- **Text extract**
........

Railway station in Yokosuka, Kanagawa Prefecture, Japan

Oppama Station (追浜駅, Oppama-eki) is a passenger railway station located in the city of Yokosuka, Kanagawa Prefecture, Japan, operated by the private railway company Keikyū.

==Lines==
Oppama Station is served by the Keikyū Main Line and is located 42.8 kilometers from the northern terminus of the line at Shinagawa Station in Tokyo.

==Station layout==
The station consists of two opposed elevated side platforms by a footbridge with the station building underneath.

Platform screen doors were installed in January 2022.

===Platforms===

| 1 | ■ Keikyū Main Line | for Yokosuka-chūō, Keikyū Kurihama, Misakiguchi, and Uraga |
| 2 | ■ Keikyū Main Line | for Yokohama, Haneda Airport, Shinagawa, Sengakuji, and Oshiage |

==History==
The station opened on 1 April 1930, as a station on the Shōnan Electric Railway, which merged with the Keihin Electric Railway on 1 November 1941.

........

- **Raw data**
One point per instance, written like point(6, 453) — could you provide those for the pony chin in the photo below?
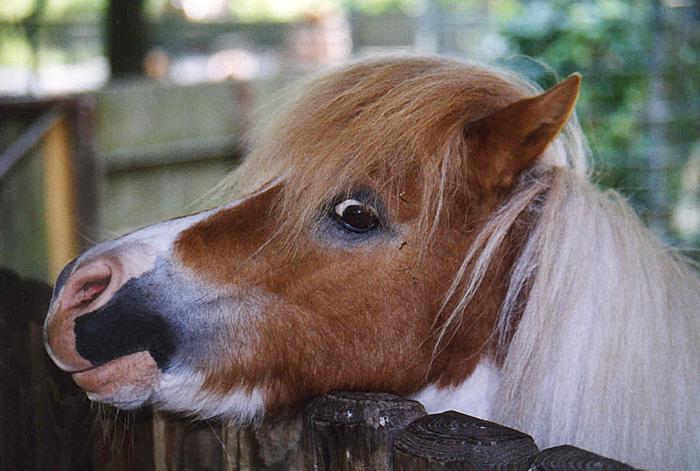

........

- **Problems to work on**
**1)** For each statement below, decide whether it agrees with the Oppama Station text, answering yes or no and quoting the words of the text that settle it.
(a) Oppama Station is operated by Keikyū.
(b) Platform screen doors were installed at the station in January 2020.
(c) The station lies 42.8 kilometers from Yokohama Station.
**2)** Return the passage of the Oppama Station text from "Railway station in" up to and including "in January 2022.".

- **Results for each task**
**1)**
(a) Yes: "operated by the private railway company Keikyū"
(b) No: "Platform screen doors were installed in January 2022."
(c) No: "located 42.8 kilometers from the northern terminus of the line at Shinagawa Station in Tokyo"

**2)**
Railway station in Yokosuka, Kanagawa Prefecture, Japan

Oppama Station (追浜駅, Oppama-eki) is a passenger railway station located in the city of Yokosuka, Kanagawa Prefecture, Japan, operated by the private railway company Keikyū.

==Lines==
Oppama Station is served by the Keikyū Main Line and is located 42.8 kilometers from the northern terminus of the line at Shinagawa Station in Tokyo.

==Station layout==
The station consists of two opposed elevated side platforms by a footbridge with the station building underneath.

Platform screen doors were installed in January 2022.